## Exercise passage:
Story 6 Summary: “The Pura Principle”

In “The Pura Principle, Yunior is approximately 16 and struggling with his older brother Rafa’s cancer. To deal with her son’s sickness, their mother Mami takes to prayer. Yunior says, “She’d never been big on church before, but as soon as we landed on cancer planet she went so over-the-top Jesucristo that I think she would have nailed herself to a cross if she’d had one handy” (92).

Neither Yunior nor Mami can control the rebellious Rafa. Yunior explains, “Not a week out of the hospital, he cracked this illegal Peruvian kid in the face with a hammer and two hours later threw down at the Pathmark because he thought some fool was talking shit about him” (93).

Rafa gets attached to a Dominican girl, Pura, who recently immigrated to America. Amused by how agitated Mami is by Pura, Rafa elopes with the girl. Mami kicks him out of the house. Rafa returns and steals the TV and mattresses. Yunior, now finally stronger than his ailing brother, stops Rafa from stealing money. Rafa swears revenge against Yunior.

When Rafa falls ill again, Pura asks for money and then disappears. Once Rafa is finally home from the hospital, he never mentions Pura again. One day, Yunior is knocked unconscious while walking home. His assailant is Rafa, who threw a rock at his head from his window as payback. He tells Yunior, “Didn’t I tell you I was going to fix you? Didn’t I?” (118).

Story 6 Analysis

Yunior states, “In another universe I probably came out okay, ended up with mad novias and jobs and a sea of love in which to swim, but in this world I had a brother who was dying of cancer and along dark patch of life like a mile of black ice waiting for me up ahead” (38) Yunior struggles to support Mami and Rafa while watching his brother physically and mentally implode. Meanwhile, Rafa’s girlfriend Pura is insincere, and Rafa’s preference for her is never explained beyond her insincerity, his fragile, cancerous condition, his machismo, and his stubborn invidiousness. Rafa enjoys seeing Mami annoyed by Pura. His mother allows him to steal from her constantly because she loves him. Her allegiance to machismo means the boys are spoiled and have never had to cook or clean, as Yunior explains: “I didn’t lift a fucking finger in our apartment, male privilege baby” (101).

Rafa’s cruelty toward his mother and alignment with Pura is also ironic. Rafa, now ill with a terminal disease and unable to maintain the machismo that undergirds his personality, needs the matriarchal version of the female much more than he needs the sexualized Pura. Nonetheless, and perhaps exactly because of this need, Rafa does all he can to continue to continue to assert his hypermasculinity, which in turn hurts his family in figurative ways, such as via theft, and literal ways, such as hurling a rock at his brother.

## Information supplied:

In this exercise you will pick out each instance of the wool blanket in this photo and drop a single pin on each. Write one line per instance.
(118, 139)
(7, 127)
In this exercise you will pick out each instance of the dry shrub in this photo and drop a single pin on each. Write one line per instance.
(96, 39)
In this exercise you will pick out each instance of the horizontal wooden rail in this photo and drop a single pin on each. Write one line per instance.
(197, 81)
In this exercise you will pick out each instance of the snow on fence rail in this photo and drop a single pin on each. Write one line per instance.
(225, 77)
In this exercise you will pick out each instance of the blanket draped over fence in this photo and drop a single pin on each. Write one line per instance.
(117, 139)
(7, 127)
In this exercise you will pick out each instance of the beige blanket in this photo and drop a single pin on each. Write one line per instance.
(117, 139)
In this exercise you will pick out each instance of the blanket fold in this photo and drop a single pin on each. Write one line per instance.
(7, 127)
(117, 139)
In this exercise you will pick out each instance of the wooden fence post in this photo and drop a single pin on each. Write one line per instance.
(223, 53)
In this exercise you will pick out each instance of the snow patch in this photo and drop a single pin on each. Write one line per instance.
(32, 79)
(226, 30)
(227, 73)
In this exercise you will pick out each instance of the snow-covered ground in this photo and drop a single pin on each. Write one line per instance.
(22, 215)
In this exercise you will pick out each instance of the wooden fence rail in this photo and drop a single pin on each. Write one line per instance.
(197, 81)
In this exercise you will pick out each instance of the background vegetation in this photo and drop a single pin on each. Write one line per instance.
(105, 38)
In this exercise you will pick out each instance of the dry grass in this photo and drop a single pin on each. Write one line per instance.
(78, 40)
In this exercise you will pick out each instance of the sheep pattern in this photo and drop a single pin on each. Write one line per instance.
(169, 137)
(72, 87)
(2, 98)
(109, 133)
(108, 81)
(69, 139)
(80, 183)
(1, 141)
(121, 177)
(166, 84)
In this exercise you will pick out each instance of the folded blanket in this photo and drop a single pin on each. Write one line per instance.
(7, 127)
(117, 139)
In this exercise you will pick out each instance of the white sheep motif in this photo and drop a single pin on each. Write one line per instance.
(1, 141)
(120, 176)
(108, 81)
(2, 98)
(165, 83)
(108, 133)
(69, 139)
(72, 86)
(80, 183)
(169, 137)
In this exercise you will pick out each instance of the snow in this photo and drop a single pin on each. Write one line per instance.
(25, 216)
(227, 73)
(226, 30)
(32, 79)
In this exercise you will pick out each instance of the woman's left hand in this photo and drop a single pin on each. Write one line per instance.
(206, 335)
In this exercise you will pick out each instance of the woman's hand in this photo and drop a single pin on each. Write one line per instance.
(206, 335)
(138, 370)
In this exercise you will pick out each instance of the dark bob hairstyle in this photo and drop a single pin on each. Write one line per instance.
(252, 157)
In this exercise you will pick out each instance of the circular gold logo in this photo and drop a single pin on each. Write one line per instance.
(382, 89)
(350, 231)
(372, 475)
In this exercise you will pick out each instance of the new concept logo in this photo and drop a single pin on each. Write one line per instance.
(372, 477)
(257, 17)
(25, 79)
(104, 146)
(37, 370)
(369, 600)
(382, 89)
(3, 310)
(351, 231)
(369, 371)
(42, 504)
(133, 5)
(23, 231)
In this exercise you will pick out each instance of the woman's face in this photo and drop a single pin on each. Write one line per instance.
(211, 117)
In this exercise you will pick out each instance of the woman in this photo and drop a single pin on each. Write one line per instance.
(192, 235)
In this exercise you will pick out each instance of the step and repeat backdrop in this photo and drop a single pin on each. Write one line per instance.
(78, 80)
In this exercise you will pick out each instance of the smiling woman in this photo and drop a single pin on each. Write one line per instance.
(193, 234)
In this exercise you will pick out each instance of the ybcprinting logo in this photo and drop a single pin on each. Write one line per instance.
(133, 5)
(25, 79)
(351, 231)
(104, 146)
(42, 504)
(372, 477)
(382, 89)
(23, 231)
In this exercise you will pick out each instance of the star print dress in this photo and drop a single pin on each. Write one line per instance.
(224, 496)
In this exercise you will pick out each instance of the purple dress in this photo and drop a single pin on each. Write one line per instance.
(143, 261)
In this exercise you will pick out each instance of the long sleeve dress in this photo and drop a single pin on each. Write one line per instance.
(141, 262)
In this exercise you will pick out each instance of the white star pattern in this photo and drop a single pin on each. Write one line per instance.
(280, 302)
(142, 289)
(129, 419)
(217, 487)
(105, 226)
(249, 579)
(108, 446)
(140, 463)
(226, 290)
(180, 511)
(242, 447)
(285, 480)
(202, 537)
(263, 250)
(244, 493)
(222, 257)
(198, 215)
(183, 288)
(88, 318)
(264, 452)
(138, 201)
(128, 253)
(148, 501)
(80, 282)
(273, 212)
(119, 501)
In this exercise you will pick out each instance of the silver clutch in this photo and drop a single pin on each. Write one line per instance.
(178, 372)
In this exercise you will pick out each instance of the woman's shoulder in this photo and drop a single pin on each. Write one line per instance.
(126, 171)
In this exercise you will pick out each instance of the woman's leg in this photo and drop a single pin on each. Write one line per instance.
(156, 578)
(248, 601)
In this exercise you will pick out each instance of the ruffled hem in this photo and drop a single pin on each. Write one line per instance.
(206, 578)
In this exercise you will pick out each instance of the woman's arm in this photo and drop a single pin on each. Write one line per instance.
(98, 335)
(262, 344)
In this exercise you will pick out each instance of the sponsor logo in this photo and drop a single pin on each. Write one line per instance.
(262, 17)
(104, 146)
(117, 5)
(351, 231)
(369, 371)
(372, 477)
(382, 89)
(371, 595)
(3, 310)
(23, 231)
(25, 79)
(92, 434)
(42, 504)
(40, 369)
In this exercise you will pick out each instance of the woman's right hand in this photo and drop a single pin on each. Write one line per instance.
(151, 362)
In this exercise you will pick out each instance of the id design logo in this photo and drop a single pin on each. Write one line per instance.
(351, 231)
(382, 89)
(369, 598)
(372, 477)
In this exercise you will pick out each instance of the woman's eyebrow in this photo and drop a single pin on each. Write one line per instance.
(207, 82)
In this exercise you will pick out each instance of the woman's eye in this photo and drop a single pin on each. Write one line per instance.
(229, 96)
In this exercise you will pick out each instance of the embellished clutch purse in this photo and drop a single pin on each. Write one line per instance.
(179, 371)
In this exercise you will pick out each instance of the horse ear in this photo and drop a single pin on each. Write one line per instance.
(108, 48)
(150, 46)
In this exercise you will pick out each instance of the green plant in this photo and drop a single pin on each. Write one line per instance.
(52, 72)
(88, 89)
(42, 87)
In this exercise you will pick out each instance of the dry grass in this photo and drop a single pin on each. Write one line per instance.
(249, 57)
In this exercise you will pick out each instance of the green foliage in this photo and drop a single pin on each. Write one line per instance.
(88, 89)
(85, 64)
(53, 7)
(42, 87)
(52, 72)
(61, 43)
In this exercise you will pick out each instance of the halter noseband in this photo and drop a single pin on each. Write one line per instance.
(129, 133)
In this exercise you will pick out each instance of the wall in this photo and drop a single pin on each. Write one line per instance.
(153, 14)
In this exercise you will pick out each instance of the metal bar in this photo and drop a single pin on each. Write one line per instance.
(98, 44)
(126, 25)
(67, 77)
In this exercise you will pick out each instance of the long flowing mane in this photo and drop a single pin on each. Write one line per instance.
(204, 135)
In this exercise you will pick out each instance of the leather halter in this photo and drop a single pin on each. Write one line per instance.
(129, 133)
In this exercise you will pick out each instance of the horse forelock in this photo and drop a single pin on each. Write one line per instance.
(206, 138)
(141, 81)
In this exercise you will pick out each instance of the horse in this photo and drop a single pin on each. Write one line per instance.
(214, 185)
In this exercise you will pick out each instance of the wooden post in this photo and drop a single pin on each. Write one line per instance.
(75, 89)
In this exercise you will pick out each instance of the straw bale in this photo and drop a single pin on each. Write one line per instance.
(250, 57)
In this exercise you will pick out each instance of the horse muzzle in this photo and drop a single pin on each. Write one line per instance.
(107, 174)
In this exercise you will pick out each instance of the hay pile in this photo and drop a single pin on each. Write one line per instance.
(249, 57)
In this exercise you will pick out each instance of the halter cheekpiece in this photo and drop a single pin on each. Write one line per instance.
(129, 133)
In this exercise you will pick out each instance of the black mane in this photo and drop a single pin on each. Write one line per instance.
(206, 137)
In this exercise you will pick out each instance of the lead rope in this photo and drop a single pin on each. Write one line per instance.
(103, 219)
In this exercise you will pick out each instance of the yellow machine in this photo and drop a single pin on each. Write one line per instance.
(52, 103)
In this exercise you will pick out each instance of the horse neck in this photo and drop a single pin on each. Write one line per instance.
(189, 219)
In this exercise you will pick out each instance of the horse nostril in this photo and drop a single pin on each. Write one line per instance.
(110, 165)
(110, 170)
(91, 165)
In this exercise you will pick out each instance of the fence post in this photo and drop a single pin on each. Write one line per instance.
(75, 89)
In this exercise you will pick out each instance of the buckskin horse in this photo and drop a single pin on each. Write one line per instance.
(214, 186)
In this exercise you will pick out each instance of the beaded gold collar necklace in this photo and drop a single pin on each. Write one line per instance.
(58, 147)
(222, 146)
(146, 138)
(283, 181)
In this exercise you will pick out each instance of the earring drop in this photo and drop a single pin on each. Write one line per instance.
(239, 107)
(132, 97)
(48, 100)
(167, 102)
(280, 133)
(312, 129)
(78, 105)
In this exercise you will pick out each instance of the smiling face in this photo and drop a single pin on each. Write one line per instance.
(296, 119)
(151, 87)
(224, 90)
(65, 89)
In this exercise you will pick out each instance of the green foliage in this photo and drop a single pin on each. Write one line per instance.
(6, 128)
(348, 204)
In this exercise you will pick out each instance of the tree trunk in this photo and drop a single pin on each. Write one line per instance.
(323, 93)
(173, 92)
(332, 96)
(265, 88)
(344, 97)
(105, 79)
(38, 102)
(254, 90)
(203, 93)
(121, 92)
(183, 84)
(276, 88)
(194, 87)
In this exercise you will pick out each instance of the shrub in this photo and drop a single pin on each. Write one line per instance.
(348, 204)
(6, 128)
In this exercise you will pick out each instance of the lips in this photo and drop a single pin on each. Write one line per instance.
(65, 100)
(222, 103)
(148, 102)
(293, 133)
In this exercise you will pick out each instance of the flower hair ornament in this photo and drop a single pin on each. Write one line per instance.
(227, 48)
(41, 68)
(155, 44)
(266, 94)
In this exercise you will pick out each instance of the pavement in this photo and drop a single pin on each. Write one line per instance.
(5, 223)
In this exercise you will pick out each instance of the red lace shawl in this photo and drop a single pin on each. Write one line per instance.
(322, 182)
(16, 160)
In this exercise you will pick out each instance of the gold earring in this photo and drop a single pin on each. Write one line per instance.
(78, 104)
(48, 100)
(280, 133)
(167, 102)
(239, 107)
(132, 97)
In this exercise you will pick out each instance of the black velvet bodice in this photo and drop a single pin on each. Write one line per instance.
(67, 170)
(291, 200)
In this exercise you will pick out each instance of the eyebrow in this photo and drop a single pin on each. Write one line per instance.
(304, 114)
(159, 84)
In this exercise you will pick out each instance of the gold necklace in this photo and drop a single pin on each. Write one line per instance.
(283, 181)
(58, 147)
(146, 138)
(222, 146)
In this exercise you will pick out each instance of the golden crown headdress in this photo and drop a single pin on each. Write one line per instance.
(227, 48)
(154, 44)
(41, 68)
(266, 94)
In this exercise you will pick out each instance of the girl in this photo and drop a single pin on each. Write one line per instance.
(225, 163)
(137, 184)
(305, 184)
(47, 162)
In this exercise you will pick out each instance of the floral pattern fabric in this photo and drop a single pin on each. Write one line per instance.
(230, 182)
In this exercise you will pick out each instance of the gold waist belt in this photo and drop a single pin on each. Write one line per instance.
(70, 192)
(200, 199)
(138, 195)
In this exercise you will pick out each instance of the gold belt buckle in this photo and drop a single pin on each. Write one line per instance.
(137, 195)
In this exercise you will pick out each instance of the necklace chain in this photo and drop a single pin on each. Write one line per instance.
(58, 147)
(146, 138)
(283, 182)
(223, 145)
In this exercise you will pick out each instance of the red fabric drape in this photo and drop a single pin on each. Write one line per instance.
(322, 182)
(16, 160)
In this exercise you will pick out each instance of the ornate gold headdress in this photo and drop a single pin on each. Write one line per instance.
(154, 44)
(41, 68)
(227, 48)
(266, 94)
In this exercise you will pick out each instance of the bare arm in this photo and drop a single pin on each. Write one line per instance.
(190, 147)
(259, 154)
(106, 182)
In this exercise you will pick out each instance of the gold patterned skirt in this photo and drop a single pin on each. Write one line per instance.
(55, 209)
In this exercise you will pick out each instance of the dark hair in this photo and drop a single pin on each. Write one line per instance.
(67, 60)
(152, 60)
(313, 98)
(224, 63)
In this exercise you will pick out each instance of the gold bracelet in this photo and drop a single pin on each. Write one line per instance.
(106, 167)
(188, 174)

## Activities:
A: Reproduce the passage of the summary of "The Pura Principle" from "Neither Yunior nor" to "revenge against Yunior.".
B: Answer these questions using the summary of "The Pura Principle":
(i) What does Mami take to in order to deal with Rafa's sickness?
(ii) What does Pura ask for when Rafa falls ill again?
(iii) What does Rafa throw at Yunior's head from his window?

## Task answers:
A:
Neither Yunior nor Mami can control the rebellious Rafa. Yunior explains, “Not a week out of the hospital, he cracked this illegal Peruvian kid in the face with a hammer and two hours later threw down at the Pathmark because he thought some fool was talking shit about him” (93).

Rafa gets attached to a Dominican girl, Pura, who recently immigrated to America. Amused by how agitated Mami is by Pura, Rafa elopes with the girl. Mami kicks him out of the house. Rafa returns and steals the TV and mattresses. Yunior, now finally stronger than his ailing brother, stops Rafa from stealing money. Rafa swears revenge against Yunior.

B:
(i) Prayer.
(ii) Money.
(iii) A rock.